Stated exercise:
Count the lines in the items that contain the string "jeans", treating uppercase and lowercase letters as different. Reply with the number alone.

Items excerpted from a collection:

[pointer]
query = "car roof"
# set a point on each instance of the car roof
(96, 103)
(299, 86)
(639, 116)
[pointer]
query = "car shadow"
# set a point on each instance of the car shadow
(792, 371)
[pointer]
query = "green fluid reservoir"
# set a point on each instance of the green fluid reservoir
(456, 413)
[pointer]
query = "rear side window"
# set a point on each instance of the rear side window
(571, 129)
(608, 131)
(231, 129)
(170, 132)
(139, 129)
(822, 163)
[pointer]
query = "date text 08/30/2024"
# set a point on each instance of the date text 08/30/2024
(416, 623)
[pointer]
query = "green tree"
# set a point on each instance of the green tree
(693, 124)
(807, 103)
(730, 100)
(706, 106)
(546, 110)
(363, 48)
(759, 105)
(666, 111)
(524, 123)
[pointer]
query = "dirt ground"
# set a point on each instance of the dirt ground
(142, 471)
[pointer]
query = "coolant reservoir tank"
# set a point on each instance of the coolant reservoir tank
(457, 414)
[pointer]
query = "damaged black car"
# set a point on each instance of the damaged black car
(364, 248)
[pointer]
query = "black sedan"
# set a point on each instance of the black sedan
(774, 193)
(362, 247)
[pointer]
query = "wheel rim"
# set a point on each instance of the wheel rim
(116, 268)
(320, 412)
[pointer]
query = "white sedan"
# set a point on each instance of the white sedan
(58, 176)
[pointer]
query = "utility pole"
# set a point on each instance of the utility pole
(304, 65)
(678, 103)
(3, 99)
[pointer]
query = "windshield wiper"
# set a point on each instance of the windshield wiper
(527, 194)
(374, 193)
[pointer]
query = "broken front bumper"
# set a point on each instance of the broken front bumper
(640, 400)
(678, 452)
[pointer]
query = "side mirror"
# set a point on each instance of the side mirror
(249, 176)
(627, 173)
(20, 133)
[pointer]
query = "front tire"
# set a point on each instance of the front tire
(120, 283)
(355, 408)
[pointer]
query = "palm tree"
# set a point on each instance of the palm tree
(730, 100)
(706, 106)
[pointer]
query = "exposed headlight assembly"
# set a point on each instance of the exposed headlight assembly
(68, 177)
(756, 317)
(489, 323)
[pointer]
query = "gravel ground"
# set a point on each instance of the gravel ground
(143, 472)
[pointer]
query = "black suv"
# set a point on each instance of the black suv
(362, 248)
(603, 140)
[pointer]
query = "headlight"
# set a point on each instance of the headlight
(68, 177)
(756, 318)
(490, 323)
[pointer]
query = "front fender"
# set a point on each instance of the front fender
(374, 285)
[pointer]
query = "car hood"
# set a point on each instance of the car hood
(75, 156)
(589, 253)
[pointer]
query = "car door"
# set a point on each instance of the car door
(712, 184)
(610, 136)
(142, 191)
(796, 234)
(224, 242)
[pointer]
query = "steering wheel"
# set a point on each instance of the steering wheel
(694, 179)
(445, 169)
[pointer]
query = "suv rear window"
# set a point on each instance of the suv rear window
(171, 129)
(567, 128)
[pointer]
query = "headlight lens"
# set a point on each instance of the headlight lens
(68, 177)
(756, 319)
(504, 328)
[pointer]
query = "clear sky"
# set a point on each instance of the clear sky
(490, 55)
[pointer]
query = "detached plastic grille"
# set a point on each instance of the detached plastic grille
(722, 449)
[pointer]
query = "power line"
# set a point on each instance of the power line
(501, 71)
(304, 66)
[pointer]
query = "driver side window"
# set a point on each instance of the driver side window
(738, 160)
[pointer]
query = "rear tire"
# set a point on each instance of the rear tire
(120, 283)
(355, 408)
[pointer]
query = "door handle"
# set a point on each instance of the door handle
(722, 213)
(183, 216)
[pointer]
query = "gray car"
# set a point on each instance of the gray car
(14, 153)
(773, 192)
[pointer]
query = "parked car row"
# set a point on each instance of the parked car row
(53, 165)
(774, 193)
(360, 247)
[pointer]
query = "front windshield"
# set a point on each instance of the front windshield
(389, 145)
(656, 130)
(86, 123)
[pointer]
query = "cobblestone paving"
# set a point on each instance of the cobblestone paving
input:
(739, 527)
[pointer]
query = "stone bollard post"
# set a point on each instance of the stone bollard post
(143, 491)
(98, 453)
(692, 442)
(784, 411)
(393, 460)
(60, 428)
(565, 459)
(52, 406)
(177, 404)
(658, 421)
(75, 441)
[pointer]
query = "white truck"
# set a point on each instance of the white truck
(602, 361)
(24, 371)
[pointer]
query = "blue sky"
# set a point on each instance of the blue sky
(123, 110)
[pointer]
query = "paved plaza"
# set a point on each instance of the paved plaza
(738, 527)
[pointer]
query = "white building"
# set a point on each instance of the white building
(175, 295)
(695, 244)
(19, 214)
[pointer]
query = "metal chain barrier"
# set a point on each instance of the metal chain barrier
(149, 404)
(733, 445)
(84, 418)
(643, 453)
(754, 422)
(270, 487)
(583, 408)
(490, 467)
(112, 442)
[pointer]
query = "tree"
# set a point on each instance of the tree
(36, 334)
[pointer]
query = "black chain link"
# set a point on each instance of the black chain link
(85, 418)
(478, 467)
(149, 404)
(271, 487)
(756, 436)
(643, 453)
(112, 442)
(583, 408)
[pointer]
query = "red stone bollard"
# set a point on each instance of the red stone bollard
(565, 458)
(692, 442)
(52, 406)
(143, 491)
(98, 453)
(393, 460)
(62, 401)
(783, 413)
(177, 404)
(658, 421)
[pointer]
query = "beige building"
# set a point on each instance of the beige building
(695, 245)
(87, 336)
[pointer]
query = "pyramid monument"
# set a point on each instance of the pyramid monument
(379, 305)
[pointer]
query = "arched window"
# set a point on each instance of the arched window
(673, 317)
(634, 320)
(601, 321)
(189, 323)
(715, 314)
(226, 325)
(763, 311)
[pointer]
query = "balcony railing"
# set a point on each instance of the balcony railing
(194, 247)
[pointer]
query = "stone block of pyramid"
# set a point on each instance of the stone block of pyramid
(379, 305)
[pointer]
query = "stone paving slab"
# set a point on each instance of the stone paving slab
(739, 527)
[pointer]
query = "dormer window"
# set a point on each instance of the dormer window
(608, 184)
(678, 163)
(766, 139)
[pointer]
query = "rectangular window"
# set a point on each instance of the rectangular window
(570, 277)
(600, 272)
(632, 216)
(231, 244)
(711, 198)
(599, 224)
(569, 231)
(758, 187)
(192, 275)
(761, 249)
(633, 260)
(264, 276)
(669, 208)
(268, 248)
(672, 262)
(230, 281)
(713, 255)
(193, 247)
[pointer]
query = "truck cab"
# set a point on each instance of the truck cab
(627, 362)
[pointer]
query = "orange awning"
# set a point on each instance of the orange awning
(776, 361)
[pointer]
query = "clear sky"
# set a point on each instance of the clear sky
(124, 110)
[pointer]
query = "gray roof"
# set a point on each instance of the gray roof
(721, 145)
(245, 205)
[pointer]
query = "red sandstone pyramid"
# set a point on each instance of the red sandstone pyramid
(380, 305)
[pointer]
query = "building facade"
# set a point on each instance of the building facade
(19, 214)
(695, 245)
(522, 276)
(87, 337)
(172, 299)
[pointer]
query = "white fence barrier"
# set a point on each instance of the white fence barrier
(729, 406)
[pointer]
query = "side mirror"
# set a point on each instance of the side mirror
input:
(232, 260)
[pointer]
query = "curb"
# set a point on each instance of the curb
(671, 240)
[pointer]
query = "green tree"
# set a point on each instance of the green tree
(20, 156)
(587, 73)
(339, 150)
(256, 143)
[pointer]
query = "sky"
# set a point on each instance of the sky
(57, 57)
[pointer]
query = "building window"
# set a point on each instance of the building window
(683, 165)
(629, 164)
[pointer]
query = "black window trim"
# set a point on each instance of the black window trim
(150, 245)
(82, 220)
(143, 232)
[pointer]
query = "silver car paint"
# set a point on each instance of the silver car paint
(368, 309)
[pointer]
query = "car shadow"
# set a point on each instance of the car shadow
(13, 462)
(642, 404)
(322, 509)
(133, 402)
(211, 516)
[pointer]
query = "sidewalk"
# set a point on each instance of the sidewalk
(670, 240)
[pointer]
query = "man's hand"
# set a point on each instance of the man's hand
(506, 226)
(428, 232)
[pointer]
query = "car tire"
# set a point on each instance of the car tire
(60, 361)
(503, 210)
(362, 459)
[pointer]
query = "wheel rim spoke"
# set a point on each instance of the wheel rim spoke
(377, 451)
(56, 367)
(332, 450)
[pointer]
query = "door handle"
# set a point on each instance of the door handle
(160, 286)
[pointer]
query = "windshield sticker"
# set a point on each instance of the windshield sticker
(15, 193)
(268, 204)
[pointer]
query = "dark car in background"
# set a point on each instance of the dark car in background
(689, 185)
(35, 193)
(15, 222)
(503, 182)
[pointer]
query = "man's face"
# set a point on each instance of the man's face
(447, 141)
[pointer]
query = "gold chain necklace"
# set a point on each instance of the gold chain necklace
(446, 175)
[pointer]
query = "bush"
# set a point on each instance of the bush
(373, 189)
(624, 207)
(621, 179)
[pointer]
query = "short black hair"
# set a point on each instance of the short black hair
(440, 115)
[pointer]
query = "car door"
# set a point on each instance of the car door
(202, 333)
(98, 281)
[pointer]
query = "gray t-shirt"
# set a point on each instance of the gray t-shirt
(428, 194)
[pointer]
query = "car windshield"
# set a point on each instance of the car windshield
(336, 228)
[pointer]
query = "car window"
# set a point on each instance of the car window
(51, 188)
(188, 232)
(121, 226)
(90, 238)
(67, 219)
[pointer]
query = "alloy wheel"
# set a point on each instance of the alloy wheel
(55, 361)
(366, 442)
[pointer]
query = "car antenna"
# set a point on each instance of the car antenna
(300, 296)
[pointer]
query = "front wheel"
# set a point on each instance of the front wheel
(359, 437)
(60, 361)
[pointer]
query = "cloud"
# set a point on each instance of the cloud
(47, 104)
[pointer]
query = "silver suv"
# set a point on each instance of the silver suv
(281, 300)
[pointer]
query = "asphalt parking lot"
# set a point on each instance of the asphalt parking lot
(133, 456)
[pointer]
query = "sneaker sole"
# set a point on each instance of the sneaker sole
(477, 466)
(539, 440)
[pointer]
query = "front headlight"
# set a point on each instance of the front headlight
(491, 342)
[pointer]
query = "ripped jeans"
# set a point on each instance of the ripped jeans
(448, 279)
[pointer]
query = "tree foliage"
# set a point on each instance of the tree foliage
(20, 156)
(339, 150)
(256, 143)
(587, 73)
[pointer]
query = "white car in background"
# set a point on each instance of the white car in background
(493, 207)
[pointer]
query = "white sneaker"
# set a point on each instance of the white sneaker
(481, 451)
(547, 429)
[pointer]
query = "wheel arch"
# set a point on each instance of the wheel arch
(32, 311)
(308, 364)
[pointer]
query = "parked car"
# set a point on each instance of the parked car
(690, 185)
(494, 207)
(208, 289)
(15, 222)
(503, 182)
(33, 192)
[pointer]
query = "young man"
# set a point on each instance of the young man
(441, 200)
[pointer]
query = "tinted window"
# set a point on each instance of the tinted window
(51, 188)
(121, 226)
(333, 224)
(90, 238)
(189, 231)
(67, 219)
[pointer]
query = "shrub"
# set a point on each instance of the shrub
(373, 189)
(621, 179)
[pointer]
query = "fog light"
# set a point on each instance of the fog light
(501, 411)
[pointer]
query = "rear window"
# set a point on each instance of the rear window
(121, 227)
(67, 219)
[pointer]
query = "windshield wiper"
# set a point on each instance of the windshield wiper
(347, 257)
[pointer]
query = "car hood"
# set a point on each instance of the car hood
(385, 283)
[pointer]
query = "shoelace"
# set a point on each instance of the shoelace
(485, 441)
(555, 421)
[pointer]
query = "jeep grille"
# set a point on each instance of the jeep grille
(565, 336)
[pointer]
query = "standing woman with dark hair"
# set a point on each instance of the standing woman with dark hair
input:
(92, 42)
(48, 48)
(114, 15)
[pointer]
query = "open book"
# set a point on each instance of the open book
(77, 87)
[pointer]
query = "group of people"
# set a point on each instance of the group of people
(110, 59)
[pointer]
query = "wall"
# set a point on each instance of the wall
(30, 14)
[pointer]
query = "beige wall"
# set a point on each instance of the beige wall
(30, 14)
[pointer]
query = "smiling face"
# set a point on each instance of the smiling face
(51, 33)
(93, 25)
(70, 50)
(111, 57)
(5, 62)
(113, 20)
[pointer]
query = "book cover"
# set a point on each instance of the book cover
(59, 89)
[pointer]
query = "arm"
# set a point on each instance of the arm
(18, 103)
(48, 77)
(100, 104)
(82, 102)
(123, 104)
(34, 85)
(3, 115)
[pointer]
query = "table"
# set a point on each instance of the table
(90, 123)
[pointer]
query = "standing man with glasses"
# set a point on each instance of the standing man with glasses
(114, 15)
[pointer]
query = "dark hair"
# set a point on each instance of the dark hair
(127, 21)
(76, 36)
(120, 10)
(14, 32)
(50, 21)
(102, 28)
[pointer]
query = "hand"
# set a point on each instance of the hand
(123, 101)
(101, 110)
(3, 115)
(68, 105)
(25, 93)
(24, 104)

Response to this exercise:
2